FIGURE 1: Regular expressions in Perl for identification of Arabic orthographical
words $regexR, words in the Latin alphabet $regexL, numbers using alternative digits
and decimal points $regexN, and various punctuation symbols $regexP. Note the
comment below the definition of $regexR.

Text Processing
Let us assume that textual data, regardless of the application or editor in which they
were created, are internally accessible to a programmer as strings of characters, or are
converted into formats that are transparent and allow external processing, such as data
in various markup languages or plain text files the encoding of which is compliant with
the Universal Character Set of Unicode.
        Most commonly, the data will directly reflect the original Arabic orthography. In
that case, several text-processing operations on the data are of interest, such as:

      a) identification of orthographical words in contrast to punctuation symbols and
         numbers, or words in non-Arabic alphabets,
      b) normalization of the textual data, e.g. removal of diacritics (explicit
         vowelization marks), removal of padding characters (like ‘tatweel’, a
         stretchable connecting line) and substitution of ligature characters with
         equivalent sequences of graphemic characters,
      c) conversion of the orthography into transliteration or, if possible, into phonetic

                      THE CHALLENGE OF ARABIC FOR NLP/MT

        The first of the tasks can be quite easily solved thanks to the classification of the
Unicode characters into subsets. In Figure 1, we show definitions of the regular
expressions in Perl that identify the particular kind of substrings in the data. Analogous
implementations can be expressed in other programming languages, too.
        The normalization of data essentially reduces to substring substitutions as well,
and so does the problem of conversion into transliterations, esp. if only some one-to-one
mapping of characters is required. Yet, efficiency of processing can become an issue
(consider repeated passes, one per replace call, through data of huge size), and some
unified approach to transforming the text might come handy.
        In our programming library for Perl called Encode::Arabic (Section 3.3), we
have implemented a mechanism that can be used to perform the normalization, without
the programmer’s need to know any details about the characters that are actually
concerned. As shown in Figure 2, one can exploit the mode-dependent conversion
between the orthography and the Buckwalter transliteration (Buckwalter 2002).
        In certain contexts, representing the Arabic language in a notation different from
the original orthography, yet a notation that allows to be translated into the orthography,
can bring advantages both for human and computer processing, and can offer extended
options for reusing the data for multiple purposes. In particular, we note the ArabTeX
meta-transliteration of the language (Lagally 2004, 1994).

MATERIAL PROVIDED:
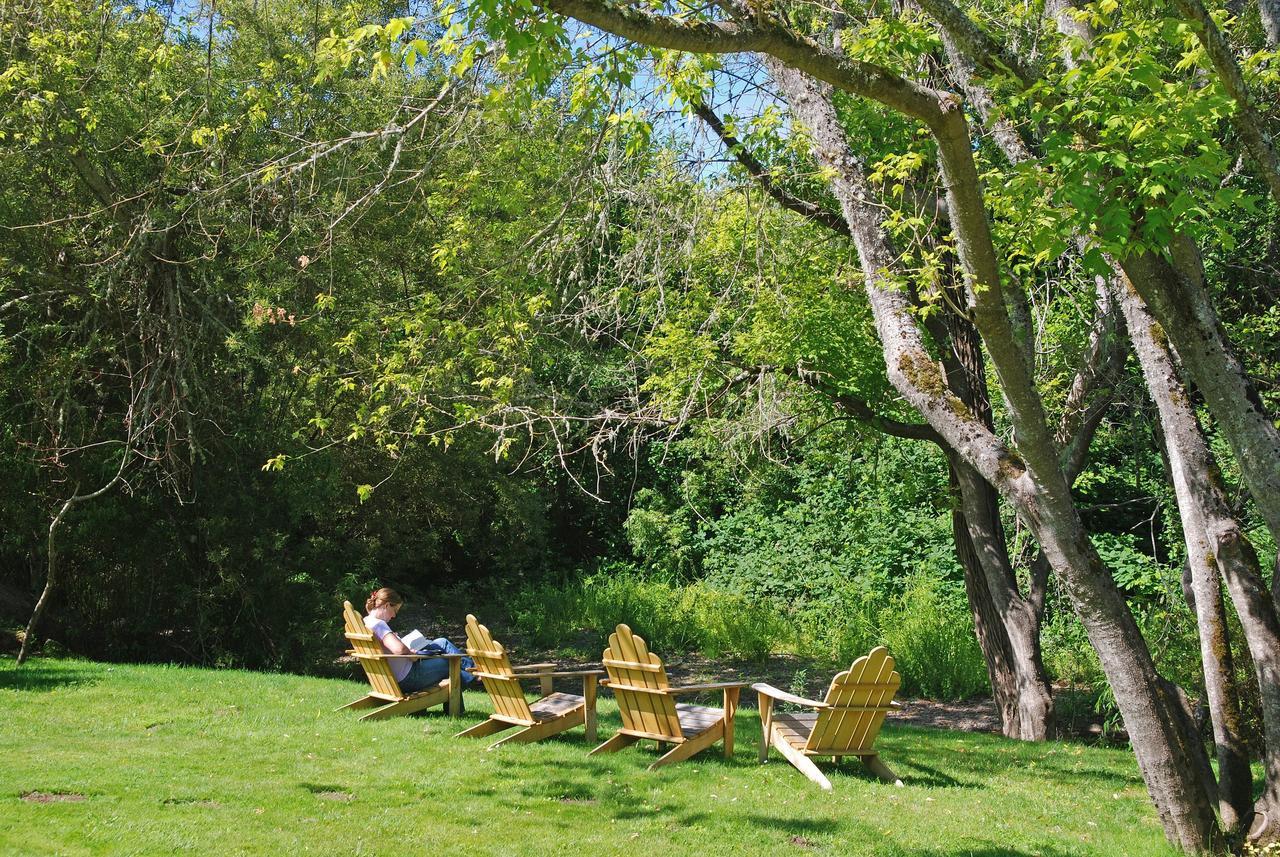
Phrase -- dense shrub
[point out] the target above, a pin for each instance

EXERCISE INSTRUCTIONS:
(a) Reproduce the section on processing Arabic text from "THE CHALLENGE OF" to "programming languages, too.".
(b) Write what follows the last sentence of the section on processing Arabic text.

ANSWERS IN ORDER:
(a)
THE CHALLENGE OF ARABIC FOR NLP/MT

        The first of the tasks can be quite easily solved thanks to the classification of the
Unicode characters into subsets. In Figure 1, we show definitions of the regular
expressions in Perl that identify the particular kind of substrings in the data. Analogous
implementations can be expressed in other programming languages, too.

(b)
use Encode::Arabic ‘:modes’;

enmode “buckwalter”, “default”, “XML-style”;

demode “buckwalter”, “nosukuun”, “XML-style”, “notatweel”;

$script_new = decode “buckwalter”, encode “buckwalter”, $script_old;

#   Suppose $script_old contains the text in Arabic characters that translates
#   into the Buckwalter transliteration as
#   encode “buckwalter”, $script_old --->
#                                 “AiqoraOo h`*aA {l_n~a_S~a bi___{notibaAhK.”
#   Then $script_new contains the version of the original text in Arabic again
#   from which the wasla, sukuun, and tatweel characters are removed.
#   encode “buckwalter”, $script_new --->
#                                 “AiqraO h`*aA Aln~aS~a biAntibaAhK.”

FIGURE 2: Example of using Encode::Arabic (Smrž 2003–2006) in connection with
various modes that enable the user to carry out certain kinds of normalization of the text
without concern for particular implementation details.

Morphological Analysis
Prague Arabic Dependency Treebank (Hajič et al. 2004, Smrž et al. 2005) is a project of
analyzing large amounts of linguistic data in Modern Written Arabic in terms of the
formal representation of language that originates in the Functional Generative
Description (Sgall et al. 1986, Sgall and Hajičová 2003).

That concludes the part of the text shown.